Passage for review:
:::
Exercise benefits extend to serious medical conditions

Recent research from UVA suggests that exercise may help fight two serious medical conditions: progressive neuromuscular disease Friedreich’s ataxia and vision-robbing macular degeneration.
Friedreich’s ataxia is a rare inherited disease that causes progressive damage to the nervous system and impairs movement. But research in the lab of UVA’s Dr. Zhen Yan found that regular exercise prevented the onset of symptoms in mice.
“The exercise does not mitigate the genetic defect,” Yan explains, but rather helps maintain mitochondrial health “and therefore mitigates the onset of symptoms.” The research, which was published in Scientific Reports, suggests the potential benefit of more widespread genetic screening for the disease, which otherwise typically is diagnosed only after symptoms develop, Yan says. It is also possible, he adds, that further research could lead to identifying or developing therapeutics that could mimic the benefits of exercise.
:::
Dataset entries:
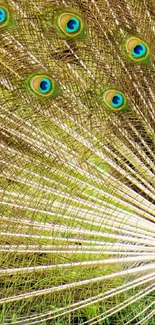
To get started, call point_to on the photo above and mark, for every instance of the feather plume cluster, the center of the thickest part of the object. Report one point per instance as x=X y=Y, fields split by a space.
x=77 y=160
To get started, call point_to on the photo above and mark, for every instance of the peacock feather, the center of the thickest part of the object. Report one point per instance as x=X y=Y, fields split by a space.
x=77 y=160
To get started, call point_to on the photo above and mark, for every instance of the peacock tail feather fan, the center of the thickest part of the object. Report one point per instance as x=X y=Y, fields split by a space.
x=77 y=160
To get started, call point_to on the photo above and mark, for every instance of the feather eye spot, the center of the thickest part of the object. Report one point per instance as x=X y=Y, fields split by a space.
x=114 y=99
x=70 y=24
x=4 y=16
x=42 y=85
x=137 y=49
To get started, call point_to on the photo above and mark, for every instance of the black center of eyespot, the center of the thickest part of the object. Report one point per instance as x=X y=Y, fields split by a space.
x=43 y=85
x=116 y=100
x=71 y=24
x=138 y=49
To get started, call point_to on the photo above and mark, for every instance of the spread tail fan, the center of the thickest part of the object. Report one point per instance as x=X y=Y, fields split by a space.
x=77 y=161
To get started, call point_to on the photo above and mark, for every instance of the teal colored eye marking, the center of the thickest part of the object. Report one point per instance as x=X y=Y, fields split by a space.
x=139 y=50
x=3 y=15
x=117 y=100
x=114 y=99
x=42 y=85
x=70 y=24
x=73 y=25
x=45 y=86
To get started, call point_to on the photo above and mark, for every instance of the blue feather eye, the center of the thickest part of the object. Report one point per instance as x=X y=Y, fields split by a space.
x=70 y=24
x=42 y=85
x=45 y=85
x=117 y=101
x=114 y=99
x=4 y=16
x=137 y=49
x=73 y=25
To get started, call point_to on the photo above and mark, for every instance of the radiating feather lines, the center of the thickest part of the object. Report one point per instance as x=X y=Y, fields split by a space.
x=76 y=306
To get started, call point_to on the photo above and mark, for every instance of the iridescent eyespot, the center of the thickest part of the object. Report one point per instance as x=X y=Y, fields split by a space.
x=70 y=24
x=137 y=49
x=4 y=16
x=114 y=99
x=42 y=85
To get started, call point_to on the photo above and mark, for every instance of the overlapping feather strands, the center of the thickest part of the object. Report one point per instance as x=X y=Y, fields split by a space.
x=77 y=217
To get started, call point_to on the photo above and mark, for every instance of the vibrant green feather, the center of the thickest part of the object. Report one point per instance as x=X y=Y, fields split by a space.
x=77 y=157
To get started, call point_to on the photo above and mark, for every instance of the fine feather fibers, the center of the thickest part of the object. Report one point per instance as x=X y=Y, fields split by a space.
x=77 y=232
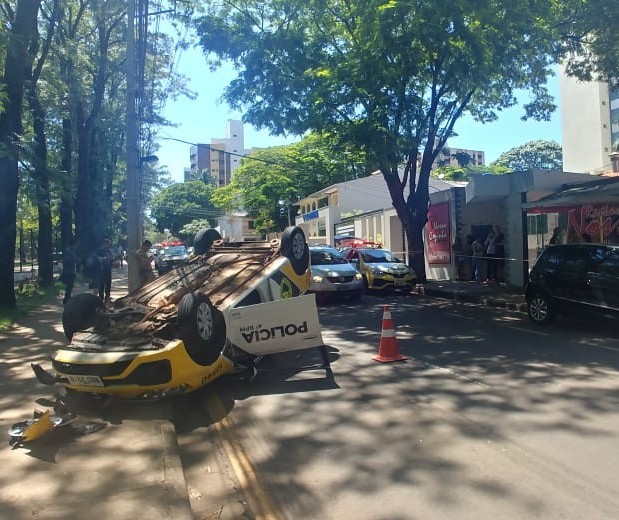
:::
Requirement 1: Reproduce the exercise research article word for word, the stretch from "Recent research from" through "vision-robbing macular degeneration.".
Requirement 2: Pick up the article on exercise and serious medical conditions after its final sentence and keep writing.

Task output 1:
Recent research from UVA suggests that exercise may help fight two serious medical conditions: progressive neuromuscular disease Friedreich’s ataxia and vision-robbing macular degeneration.

Task output 2:
In another mouse study, assistant professor Brad Gelfand of UVA’s Center for Advanced Vision Science has found that exercise appears to reduce the harmful overgrowth of blood vessels in the eye that contributes to macular degeneration, which is a leading cause of vision loss in older adults. Speaking about the research for the School of Medicine’s The Making of Medicine blog, Gelfand noted that the benefits were seen at low levels of exercise, which suggests one more potential health benefit of moderate exercise.